■ Assignment
Could you transcribe each record below exactly as written, setting the pictures aside?

(Given data begins)

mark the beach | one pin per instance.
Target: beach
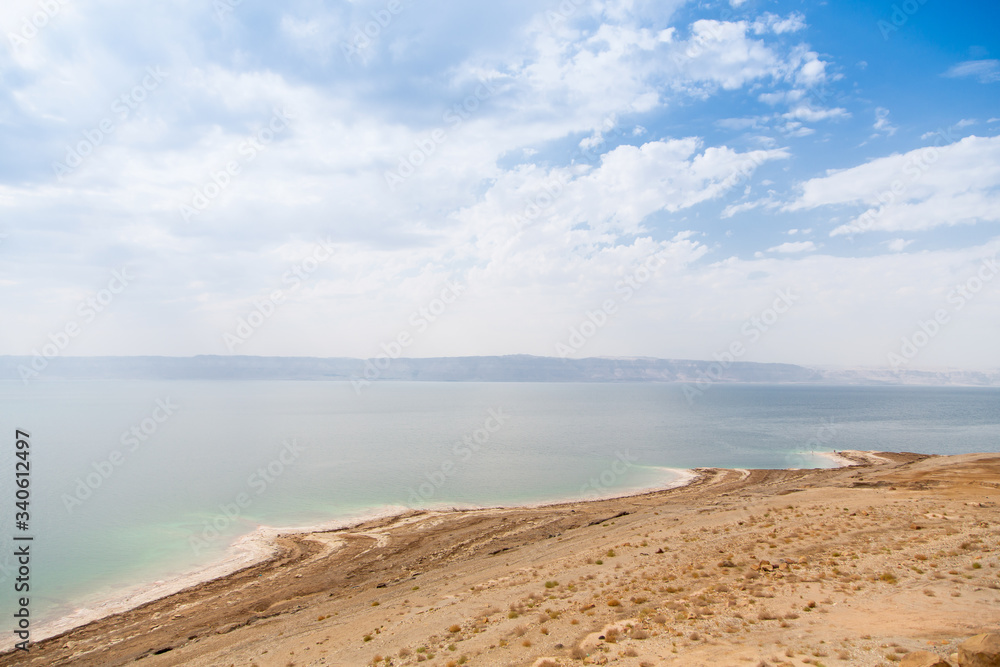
(853, 565)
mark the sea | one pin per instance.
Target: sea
(139, 486)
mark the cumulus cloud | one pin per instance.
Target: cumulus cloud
(918, 190)
(792, 247)
(882, 123)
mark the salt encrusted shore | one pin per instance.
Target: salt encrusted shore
(854, 565)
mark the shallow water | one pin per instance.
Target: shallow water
(231, 456)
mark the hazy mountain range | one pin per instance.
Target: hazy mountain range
(512, 368)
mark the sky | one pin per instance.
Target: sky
(756, 180)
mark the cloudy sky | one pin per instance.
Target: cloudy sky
(818, 182)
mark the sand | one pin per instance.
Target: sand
(845, 566)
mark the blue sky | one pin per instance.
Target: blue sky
(591, 178)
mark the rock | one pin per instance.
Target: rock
(923, 659)
(546, 662)
(980, 651)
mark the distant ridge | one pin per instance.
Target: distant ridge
(510, 368)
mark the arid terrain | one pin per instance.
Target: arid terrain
(850, 566)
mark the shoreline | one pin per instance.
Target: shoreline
(264, 549)
(260, 546)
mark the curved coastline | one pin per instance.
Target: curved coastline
(260, 545)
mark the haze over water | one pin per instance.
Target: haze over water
(290, 453)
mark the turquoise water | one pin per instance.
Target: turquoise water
(242, 454)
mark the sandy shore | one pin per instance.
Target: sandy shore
(860, 565)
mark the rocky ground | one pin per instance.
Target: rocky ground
(851, 566)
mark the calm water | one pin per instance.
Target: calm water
(301, 453)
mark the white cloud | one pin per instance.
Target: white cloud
(809, 114)
(773, 23)
(792, 247)
(985, 71)
(922, 189)
(882, 123)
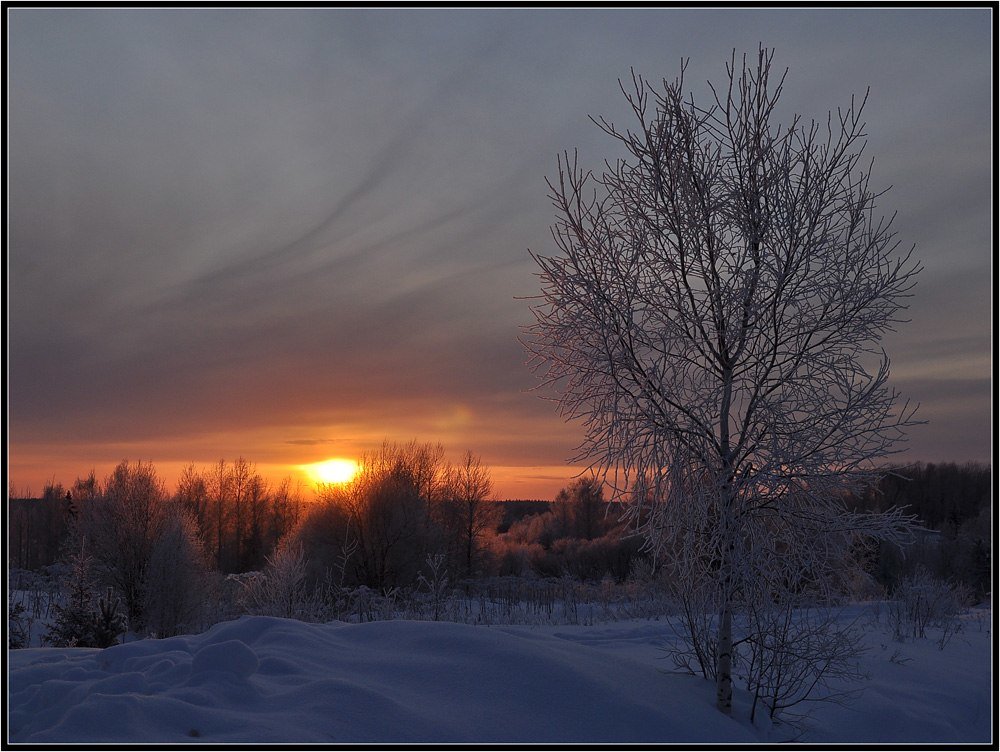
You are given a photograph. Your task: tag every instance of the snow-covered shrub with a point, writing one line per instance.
(435, 583)
(280, 590)
(793, 657)
(18, 627)
(77, 622)
(921, 601)
(177, 578)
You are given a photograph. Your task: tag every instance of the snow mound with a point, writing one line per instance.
(263, 679)
(270, 680)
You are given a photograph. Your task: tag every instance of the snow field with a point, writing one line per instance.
(265, 679)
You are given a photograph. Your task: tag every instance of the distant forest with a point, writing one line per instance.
(244, 525)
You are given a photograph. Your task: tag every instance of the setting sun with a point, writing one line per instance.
(336, 470)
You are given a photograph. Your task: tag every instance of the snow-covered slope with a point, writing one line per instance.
(261, 679)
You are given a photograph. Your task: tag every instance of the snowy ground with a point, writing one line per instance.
(263, 679)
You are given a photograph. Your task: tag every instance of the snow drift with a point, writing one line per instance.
(264, 679)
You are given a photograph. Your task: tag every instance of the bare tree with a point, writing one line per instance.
(714, 318)
(471, 515)
(121, 526)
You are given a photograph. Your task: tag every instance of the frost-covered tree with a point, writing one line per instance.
(466, 512)
(714, 315)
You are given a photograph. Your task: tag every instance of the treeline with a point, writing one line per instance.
(954, 503)
(238, 515)
(409, 519)
(126, 551)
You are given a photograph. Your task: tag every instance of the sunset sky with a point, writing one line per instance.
(291, 234)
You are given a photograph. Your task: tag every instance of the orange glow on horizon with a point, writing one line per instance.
(336, 470)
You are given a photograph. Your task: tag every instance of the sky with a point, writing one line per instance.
(291, 234)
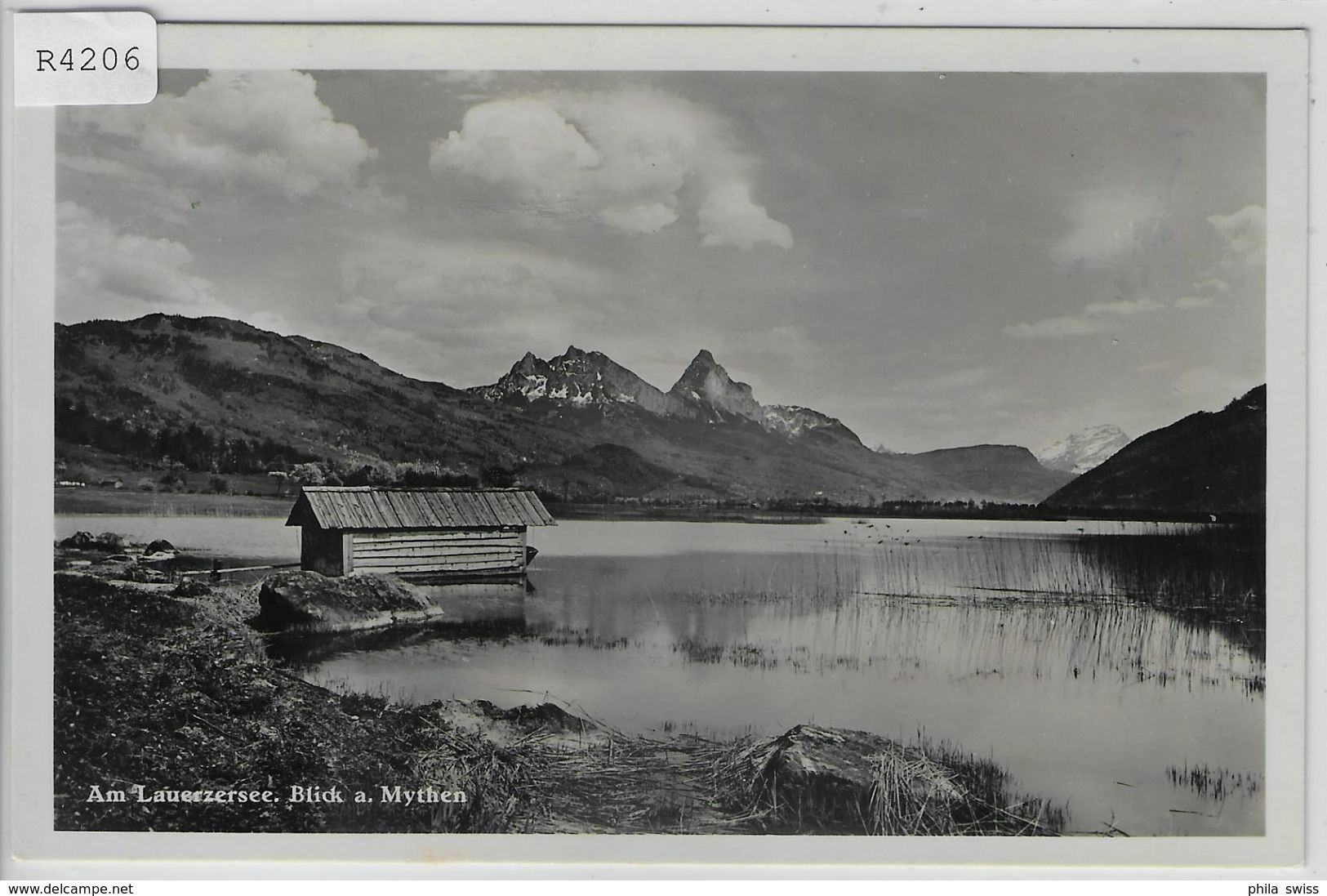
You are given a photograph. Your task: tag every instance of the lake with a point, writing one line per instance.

(Given data ends)

■ Your response
mark the beach | one pin per instance.
Target: beach
(853, 565)
mark the sea | one pin per instance.
Target: sea
(139, 486)
mark the cumulus cloud | one pin per instance.
Target: cumulus cloud
(918, 190)
(792, 247)
(882, 123)
mark the salt encrusted shore | one pin per instance.
Target: salt encrusted shore
(854, 565)
mark the shallow water | one pin per instance.
Target: shallow water
(231, 456)
mark the hazy mountain range | one pin per instance.
Target: hazy mountain range
(512, 368)
mark the sky | one pin per instance.
Target: sky
(756, 180)
mark the cloudy sky | one pin per instance.
Target: cloudy sky
(818, 182)
mark the sand | one pin per instance.
Target: sand
(845, 566)
mark the blue sky | one pin per instance.
Target: blue sky
(591, 178)
mark the rock | one pin per instance.
Target: rock
(923, 659)
(546, 662)
(980, 651)
mark the distant ridge | one pin per instance.
Target: distant ridge
(510, 368)
mark the arid terrain | one pin per instance.
Target: arid terrain
(850, 566)
mark the shoreline | one pin per instance.
Target: shoreline
(264, 549)
(260, 546)
mark the curved coastline | one pin per instance.
Target: curved coastline
(260, 545)
mark the haze over water | one pin per instance.
Target: haze over water
(290, 453)
mark the turquoise water | one pin per instance.
Target: turquoise water
(242, 454)
mark the sandy shore | one pin per instance.
Target: sandy shore
(860, 565)
mark the rocky ground | one pin per instance.
Target: rocky ground
(851, 566)
mark the calm water | one pin per instance.
Target: calm water
(301, 453)
mark the white cloud | one pin per instance.
Target: white cloud
(809, 114)
(773, 23)
(792, 247)
(985, 71)
(922, 189)
(882, 123)
You are given a photograph. Your task: tag every instance of the snow-covered shrub with a point, writing one line per instance.
(435, 583)
(280, 590)
(793, 657)
(18, 627)
(77, 622)
(921, 601)
(177, 578)
You are given a photograph. Your task: tag every instance of the snow mound with a point, writing one line per instance.
(263, 679)
(270, 680)
You are given a photograph. Your task: tag every instance of the snow field with a point, writing one line per instance.
(265, 679)
You are given a photograph. Your task: tag every instance of the distant forest with a point, writing one line per instance.
(244, 525)
You are given a photograph. Your task: tag every instance of the setting sun with a point, writing one line per instance.
(336, 470)
You are given a photograph. Your task: tag every instance of the snow-covered slope with a point, writing one line per instance.
(261, 679)
You are given a photograph. Your task: tag every instance of the snowy ground with a point, writing one line per instance.
(263, 679)
You are given a photograph. Your task: tag every instance of the snow drift with a point, writing one line per instance.
(264, 679)
You are given a photograph. Your task: tag every instance of the bare tree with a point, writing one line per instance.
(714, 318)
(471, 515)
(121, 526)
You are given a photograph. Your task: tag every instance of the frost-covered tree with a point, writing one line per instance.
(466, 512)
(714, 315)
You are given a photograph. Your task: tag every instance of the treeline with a point, writing one line per instance.
(954, 503)
(238, 515)
(409, 519)
(126, 551)
You are given a photograph. Your task: tag every instance of the sunset sky with a point, writing one line per instance.
(291, 234)
You are given a photograph. Your task: tag every instance of the orange glow on horizon with a point, writing one line per instance.
(336, 470)
You are given a photograph. Your task: tag every instance of the sky with a point, writing one line per instance.
(291, 234)
You are given a photograph. Your task: tag every instance of the lake with a point, writing one line per instance.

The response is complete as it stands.